### Exercise task
Rewrite the stretch of rows from the line containing "One marker serves each instance of the tree line." through the end of the rows, keeping every text line unchanged. Move each coordinate in the points up by 113.

───── Given data ─────

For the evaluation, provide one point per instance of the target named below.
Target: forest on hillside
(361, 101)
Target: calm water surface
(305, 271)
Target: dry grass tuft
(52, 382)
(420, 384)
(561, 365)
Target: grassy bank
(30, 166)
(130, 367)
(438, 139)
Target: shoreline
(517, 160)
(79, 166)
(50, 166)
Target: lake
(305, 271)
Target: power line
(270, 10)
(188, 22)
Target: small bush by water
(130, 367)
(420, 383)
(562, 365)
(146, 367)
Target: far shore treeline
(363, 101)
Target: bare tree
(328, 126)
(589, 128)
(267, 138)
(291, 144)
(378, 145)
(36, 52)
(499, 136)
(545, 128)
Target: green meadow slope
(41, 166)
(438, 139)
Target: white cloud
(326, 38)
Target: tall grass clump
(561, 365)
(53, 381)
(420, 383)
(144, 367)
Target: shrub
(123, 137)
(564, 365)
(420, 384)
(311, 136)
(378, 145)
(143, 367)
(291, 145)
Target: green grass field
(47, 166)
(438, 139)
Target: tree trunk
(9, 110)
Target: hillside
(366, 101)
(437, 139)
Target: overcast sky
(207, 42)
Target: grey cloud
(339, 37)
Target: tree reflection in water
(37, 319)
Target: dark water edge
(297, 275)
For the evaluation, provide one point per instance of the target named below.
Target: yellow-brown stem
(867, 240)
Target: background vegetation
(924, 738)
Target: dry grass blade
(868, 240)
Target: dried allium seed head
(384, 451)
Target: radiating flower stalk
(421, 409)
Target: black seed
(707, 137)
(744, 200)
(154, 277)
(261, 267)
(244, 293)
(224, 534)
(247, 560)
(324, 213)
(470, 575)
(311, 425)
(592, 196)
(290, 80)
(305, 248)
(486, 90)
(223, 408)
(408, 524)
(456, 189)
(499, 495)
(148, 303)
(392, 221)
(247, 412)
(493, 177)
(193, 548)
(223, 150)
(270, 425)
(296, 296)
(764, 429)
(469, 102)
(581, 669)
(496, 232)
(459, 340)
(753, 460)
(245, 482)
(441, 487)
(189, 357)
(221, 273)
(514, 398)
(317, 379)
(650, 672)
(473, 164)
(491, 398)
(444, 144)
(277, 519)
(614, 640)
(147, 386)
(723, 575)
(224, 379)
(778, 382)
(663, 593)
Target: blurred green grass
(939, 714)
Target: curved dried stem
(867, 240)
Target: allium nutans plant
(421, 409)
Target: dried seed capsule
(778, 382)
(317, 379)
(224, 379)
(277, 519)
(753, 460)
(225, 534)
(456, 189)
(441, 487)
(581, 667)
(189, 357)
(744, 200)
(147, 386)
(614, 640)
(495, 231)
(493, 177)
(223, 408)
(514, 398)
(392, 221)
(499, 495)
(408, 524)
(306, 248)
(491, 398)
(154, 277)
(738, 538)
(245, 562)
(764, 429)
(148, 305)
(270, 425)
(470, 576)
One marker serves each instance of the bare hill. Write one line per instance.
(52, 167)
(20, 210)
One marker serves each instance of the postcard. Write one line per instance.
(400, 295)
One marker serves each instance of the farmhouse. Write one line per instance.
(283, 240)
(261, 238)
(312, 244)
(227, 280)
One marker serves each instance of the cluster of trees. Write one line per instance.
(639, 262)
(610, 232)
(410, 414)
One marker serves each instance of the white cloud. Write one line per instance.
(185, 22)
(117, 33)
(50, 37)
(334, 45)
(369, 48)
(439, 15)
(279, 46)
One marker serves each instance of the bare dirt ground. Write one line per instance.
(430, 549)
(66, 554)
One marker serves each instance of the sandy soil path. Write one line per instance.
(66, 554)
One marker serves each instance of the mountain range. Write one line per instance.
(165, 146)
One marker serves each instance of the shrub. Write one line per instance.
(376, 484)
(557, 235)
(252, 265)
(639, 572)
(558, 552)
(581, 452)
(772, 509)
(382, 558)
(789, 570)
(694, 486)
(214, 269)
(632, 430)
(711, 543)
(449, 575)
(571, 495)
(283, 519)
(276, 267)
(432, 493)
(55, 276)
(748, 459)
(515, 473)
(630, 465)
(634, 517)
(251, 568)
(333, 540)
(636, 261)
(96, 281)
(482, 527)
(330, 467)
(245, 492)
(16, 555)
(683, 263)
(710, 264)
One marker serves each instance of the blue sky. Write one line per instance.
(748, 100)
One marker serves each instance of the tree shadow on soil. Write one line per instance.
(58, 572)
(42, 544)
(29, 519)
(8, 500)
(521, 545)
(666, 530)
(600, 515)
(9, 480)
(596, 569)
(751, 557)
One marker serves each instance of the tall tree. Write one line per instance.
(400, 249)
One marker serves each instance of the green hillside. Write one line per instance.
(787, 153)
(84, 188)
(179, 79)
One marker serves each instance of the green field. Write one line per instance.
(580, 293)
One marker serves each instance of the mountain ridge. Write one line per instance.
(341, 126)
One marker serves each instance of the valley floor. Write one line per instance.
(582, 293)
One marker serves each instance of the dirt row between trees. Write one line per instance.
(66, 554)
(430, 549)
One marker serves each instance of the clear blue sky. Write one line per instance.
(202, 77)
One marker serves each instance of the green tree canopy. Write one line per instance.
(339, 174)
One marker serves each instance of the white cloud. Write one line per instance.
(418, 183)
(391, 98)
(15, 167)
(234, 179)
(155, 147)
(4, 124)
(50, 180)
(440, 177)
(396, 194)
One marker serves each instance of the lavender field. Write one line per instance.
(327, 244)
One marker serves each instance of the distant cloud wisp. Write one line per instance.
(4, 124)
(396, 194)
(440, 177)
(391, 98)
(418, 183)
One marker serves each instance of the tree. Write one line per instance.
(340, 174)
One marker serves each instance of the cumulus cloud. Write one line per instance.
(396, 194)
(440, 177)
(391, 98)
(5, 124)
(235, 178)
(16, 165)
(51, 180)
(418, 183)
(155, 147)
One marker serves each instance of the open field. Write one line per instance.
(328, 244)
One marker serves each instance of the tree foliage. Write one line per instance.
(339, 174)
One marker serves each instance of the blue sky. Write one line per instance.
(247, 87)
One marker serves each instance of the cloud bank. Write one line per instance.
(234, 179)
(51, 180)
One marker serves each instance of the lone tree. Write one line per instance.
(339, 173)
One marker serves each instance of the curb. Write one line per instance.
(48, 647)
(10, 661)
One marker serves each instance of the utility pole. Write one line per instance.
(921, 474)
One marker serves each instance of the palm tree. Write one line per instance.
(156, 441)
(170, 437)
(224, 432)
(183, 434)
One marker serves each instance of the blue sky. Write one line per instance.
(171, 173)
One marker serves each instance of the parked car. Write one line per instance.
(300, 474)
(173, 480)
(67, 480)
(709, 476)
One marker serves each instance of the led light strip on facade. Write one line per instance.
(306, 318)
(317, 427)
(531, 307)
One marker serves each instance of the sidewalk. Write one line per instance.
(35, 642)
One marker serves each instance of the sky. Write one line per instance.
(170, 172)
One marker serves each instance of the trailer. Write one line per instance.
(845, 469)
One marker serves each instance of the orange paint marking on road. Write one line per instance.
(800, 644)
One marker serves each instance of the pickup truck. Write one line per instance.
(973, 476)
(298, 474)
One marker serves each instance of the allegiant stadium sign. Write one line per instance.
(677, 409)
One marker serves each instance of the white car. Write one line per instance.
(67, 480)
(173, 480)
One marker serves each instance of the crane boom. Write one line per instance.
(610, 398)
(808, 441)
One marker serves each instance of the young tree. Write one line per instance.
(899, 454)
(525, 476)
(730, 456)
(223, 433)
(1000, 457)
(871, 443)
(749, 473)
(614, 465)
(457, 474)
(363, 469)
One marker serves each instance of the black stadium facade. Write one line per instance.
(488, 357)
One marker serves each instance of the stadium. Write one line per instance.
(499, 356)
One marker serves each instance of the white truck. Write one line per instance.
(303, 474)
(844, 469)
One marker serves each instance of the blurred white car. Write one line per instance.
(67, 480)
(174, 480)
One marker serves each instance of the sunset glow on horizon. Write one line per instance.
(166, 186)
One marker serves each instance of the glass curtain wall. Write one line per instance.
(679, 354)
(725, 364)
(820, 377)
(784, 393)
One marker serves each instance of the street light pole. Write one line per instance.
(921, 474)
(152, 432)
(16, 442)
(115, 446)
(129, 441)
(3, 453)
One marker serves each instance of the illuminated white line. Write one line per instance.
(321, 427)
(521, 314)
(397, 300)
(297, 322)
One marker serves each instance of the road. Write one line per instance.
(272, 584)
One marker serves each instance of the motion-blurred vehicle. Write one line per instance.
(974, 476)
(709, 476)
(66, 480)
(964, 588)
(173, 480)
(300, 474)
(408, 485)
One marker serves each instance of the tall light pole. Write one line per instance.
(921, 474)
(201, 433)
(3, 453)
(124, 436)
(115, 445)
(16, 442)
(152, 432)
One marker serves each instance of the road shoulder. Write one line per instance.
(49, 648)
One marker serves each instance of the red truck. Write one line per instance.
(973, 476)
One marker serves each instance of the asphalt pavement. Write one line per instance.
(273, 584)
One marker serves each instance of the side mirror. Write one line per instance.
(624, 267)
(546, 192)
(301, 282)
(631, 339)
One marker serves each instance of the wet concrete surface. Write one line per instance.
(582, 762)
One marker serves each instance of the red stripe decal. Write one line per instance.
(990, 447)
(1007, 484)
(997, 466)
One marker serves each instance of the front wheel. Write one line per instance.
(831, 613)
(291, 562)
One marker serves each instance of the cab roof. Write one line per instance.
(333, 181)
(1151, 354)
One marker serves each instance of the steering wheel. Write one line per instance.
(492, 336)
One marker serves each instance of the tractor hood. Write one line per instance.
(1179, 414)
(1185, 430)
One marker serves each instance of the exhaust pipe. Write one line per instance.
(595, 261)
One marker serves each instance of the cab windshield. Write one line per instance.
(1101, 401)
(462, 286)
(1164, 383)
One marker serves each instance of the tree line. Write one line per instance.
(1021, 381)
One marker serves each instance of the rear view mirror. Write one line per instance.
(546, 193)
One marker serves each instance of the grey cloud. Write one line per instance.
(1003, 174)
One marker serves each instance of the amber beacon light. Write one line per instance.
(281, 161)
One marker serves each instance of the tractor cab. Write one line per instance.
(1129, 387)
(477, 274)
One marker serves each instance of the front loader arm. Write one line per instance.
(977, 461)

─────

### Solution below
One marker serves each instance of the tree line. Write one line per instance.
(1134, 494)
One marker serves each instance of the rear view mirror. Write one line per instance.
(659, 306)
One marker serves each instance of the grey cloud. Write one line per instance.
(1116, 287)
One marker serves each instance of the amber beacon light. Write one line per instance.
(394, 274)
One marker serves each instance of the tractor cab. Write one line per instance.
(1242, 500)
(590, 387)
One marker serves each instance of the front loader arm. Write one line per instance.
(1090, 574)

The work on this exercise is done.